→ ASSIGNED TASK:
Extend the reader comment thread about abortion and OB-GYN training, picking up right after its last line.

→ TEXT PROVIDED:
*-*-*

FerCry'nTears (EVERYWHERE)
@Kevin Niall I was shocked to find out that my 27 year old niece has been a surrogate mother twice. While delivering the last baby she had complications and now cannot have any more children. My religious sister (her mother) was delighted she could help a childless couple until that point. I am livid about it! She was turned into a baby making machine and now before age 30 her life has been profoundly changed
Dorothy Wiese (San Antonio)
No mention of the other diseases and conditions that affect women’s reproductive health. Drugs and treatments that cause harm to fetuses but save the women’s life. Like cance and autoimmune diseases. Will theses be ignored and also?
barbara (santa cruz ca)
i would not want dr francis as my teacher or dr i would not trust her. neither would i choose a residency in obgyn if i planned to practice in america. and if i did choose it i would be visiting the canadian embassy to check on immigration opportunity
Jonna Datz (Tennessee)
@barbara My understanding is that Canada has no laws about abortion. Could we see a "brain drain" of doctors from US to Canada where the government chooses to stay out of intimate, personal business between patient and physician?
C (New York)
The Accreditation Council for Graduate Medical Education in Obstetrics and Gynecology clearly states (page 29/61) “Residents who have a religious or moral objection may opt out and must not be required to participate in training in or performing induced abortions.” Although “residents must participate in the management of complications of abortions”, these physicians (and those in private practice ) cannot be forced to terminate a pregnancy. Last I checked, only 14% of US OB- GYNS performed abortions.
Jan Hoffman (New York)
@C From our article: Although programs must offer that training, the council permits a resident to opt out for religious or moral reasons.
hen3ry (Westchester, NY)

*-*-*

→ EXCERPTED RECORDS:
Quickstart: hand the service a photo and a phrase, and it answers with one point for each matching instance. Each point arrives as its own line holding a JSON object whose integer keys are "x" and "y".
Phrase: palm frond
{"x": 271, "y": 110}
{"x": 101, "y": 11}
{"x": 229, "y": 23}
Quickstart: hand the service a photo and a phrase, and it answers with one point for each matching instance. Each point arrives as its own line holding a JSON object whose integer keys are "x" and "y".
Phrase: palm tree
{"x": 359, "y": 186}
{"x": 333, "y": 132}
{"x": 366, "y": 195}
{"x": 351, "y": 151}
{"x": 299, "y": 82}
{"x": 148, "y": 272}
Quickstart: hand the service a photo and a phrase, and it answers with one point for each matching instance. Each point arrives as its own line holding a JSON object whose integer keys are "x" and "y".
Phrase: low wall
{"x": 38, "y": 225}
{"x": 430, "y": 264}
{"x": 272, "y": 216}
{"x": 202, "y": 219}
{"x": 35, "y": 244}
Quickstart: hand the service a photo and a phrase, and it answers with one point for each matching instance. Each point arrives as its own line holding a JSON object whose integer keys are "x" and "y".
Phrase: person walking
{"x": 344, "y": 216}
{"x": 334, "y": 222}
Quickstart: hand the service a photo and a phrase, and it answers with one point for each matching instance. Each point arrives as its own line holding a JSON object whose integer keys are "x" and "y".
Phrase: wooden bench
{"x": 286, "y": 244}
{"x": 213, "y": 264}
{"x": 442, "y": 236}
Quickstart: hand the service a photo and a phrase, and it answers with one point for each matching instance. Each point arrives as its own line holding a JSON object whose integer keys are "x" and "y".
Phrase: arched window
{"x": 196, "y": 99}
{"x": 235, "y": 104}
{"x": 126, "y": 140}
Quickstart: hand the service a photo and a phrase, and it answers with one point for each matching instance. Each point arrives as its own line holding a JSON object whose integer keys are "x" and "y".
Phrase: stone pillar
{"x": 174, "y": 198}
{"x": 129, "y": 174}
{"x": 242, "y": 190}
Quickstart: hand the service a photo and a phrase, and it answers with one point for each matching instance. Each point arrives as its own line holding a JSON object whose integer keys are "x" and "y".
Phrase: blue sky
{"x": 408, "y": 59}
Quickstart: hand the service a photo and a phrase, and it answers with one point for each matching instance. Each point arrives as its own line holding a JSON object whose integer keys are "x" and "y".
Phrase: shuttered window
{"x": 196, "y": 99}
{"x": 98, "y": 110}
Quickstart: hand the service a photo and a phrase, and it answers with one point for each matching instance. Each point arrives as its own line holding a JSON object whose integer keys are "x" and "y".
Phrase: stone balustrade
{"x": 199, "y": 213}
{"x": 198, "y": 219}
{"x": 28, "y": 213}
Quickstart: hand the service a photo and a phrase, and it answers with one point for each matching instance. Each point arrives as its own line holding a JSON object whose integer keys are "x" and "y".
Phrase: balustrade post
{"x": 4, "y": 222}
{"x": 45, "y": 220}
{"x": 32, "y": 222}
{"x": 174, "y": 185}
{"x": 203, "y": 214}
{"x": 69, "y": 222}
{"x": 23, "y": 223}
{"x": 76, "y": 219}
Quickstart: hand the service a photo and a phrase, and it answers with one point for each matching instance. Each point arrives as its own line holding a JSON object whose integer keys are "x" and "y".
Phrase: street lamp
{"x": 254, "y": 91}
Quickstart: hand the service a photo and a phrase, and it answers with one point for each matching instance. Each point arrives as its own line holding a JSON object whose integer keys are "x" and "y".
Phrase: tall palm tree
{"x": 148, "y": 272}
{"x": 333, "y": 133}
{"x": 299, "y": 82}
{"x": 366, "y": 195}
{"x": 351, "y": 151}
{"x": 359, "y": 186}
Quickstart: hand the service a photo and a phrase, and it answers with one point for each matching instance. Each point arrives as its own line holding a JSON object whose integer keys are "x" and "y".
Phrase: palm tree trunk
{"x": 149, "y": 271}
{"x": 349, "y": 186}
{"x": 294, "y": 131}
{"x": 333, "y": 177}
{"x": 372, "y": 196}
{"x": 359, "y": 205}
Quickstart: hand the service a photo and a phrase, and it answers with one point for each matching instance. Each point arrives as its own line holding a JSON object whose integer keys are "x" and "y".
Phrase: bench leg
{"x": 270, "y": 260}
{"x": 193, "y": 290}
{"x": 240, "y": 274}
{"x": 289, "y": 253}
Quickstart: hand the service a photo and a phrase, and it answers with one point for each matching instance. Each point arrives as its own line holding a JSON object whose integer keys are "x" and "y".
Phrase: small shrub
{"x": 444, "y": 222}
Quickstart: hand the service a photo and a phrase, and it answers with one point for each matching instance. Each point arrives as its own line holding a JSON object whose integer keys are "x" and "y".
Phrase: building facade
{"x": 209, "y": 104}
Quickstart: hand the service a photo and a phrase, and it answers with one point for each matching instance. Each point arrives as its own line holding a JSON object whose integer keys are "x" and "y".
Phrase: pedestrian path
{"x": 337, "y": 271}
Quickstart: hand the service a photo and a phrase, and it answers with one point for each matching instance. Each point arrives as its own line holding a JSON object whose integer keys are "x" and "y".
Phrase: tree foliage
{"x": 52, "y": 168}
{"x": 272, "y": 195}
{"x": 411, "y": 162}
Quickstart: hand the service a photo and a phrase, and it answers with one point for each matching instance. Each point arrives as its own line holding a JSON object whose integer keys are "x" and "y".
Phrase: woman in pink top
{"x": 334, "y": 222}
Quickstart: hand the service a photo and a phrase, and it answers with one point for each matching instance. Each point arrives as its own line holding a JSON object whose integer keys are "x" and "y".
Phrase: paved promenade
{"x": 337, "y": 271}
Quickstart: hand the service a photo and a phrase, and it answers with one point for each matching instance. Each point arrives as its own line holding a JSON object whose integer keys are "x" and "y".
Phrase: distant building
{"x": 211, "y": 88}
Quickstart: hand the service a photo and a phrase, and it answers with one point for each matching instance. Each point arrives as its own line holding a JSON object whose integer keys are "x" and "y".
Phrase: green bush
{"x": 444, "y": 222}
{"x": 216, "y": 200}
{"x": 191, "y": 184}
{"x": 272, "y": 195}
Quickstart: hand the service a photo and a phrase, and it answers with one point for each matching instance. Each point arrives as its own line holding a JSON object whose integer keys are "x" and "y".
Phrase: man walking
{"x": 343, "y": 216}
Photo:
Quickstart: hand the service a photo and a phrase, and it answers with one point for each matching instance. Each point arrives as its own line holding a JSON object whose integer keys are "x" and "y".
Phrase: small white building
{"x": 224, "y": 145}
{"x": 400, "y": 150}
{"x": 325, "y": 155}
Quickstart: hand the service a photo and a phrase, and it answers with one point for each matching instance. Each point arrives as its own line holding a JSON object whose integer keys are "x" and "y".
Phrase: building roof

*-*-*

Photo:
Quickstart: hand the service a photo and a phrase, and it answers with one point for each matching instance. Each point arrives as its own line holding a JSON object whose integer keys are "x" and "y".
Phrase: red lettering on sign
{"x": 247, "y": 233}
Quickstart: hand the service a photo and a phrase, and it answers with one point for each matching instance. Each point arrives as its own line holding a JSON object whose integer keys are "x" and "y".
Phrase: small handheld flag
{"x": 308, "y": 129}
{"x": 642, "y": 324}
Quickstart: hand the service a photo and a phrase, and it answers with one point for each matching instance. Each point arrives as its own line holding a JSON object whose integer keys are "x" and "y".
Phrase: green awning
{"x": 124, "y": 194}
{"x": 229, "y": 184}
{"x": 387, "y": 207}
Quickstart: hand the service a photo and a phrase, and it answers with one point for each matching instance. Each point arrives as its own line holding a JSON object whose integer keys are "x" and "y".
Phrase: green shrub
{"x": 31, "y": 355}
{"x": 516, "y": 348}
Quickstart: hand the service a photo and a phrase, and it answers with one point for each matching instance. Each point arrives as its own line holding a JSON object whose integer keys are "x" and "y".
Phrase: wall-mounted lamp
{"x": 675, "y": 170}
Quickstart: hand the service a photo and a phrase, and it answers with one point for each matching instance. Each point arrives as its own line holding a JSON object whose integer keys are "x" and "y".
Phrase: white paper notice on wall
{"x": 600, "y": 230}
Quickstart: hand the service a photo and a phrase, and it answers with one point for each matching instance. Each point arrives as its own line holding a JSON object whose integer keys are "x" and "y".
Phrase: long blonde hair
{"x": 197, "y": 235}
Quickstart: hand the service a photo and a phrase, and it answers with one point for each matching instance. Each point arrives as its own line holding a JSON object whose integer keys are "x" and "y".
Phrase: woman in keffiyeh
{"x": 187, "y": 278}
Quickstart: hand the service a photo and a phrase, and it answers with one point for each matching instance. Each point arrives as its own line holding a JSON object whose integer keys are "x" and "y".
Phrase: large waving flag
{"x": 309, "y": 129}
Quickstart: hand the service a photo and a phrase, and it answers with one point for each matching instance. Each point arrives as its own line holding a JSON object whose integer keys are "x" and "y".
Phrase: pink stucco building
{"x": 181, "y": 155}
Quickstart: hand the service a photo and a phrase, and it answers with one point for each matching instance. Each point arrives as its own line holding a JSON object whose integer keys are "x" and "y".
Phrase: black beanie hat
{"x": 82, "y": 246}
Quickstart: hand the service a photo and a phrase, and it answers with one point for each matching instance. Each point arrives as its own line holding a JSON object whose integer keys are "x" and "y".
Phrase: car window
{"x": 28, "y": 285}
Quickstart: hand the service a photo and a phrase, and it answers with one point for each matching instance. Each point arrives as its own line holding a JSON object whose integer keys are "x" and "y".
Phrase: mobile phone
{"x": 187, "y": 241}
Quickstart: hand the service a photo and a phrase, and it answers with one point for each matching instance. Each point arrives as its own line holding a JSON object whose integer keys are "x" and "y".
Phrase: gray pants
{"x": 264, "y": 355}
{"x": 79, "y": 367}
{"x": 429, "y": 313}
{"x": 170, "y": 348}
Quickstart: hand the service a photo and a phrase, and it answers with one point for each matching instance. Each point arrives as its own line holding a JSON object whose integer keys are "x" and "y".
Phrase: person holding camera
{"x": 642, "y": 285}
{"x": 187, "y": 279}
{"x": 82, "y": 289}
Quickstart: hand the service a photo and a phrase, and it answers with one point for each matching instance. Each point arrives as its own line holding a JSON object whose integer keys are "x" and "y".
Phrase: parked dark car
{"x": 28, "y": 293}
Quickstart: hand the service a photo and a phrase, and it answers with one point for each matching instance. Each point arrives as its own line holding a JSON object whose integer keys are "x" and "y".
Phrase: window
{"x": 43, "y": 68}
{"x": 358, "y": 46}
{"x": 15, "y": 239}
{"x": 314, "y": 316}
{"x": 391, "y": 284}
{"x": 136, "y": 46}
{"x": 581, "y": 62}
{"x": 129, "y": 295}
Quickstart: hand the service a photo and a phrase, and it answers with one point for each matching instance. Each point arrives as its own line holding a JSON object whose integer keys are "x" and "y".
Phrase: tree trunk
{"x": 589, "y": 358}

*-*-*

→ RESPONSE TO THE TASK:
@Jan Hoffman, and every OB\CYN should have to make that clear to the patients they treat or might treat. I would not want to be treated by any OB\GYN whose sole experience with abortion came from videos or mannaquins.
Patricia (California)
@C, you fail to mention that relatively few abortions are performed past the first trimester. The vast majority of abortions are medical. However, OB-GYNS who aren't trained in how to evacuate the uterus aren't prepared to deal with an incomplete miscarriage, hemorrhaging, or ruptured membranes, among other crises. In other words, they're not really prepared to be OB-GYNs.
Vince (NJ)
All OBGYN doctors should immediately leave states that restrict women’s rights. Elections have consequences and it’s time to give the voters what they voted for.
Lois Ruble (San Diego)
Let those residency programs in states outlawing abortion lose their accreditation. Then those states can have the second-rate obstetric care their laws mandate, and their maternal/child death rates can climb even higher above the national average than they already are. For those looking high and low for a third-rate country, looks like they're finding it. Or, more pointedly, making it.
Emily Penfield (Italty)
@Lois Ruble unfortunately I feel it was part of the plan. Men first women and children last. Especially if they're poor.
Tawaki (Detroit, MI)
@Lois Ruble If those universities lose their OB/GYN programs, meh? If doctors and med students don't want to work in states that hamstring women's reproductive rights, I'm good with that too. If OB/GYN care is basically a mom bleeding to death in the emergency department because of no prenatal care/no OB/GYN to be found, I guess that's what those states want. It's all fun and games until it's your female relative who dies from lack of decent care.
Loves Mountains (Alta UT)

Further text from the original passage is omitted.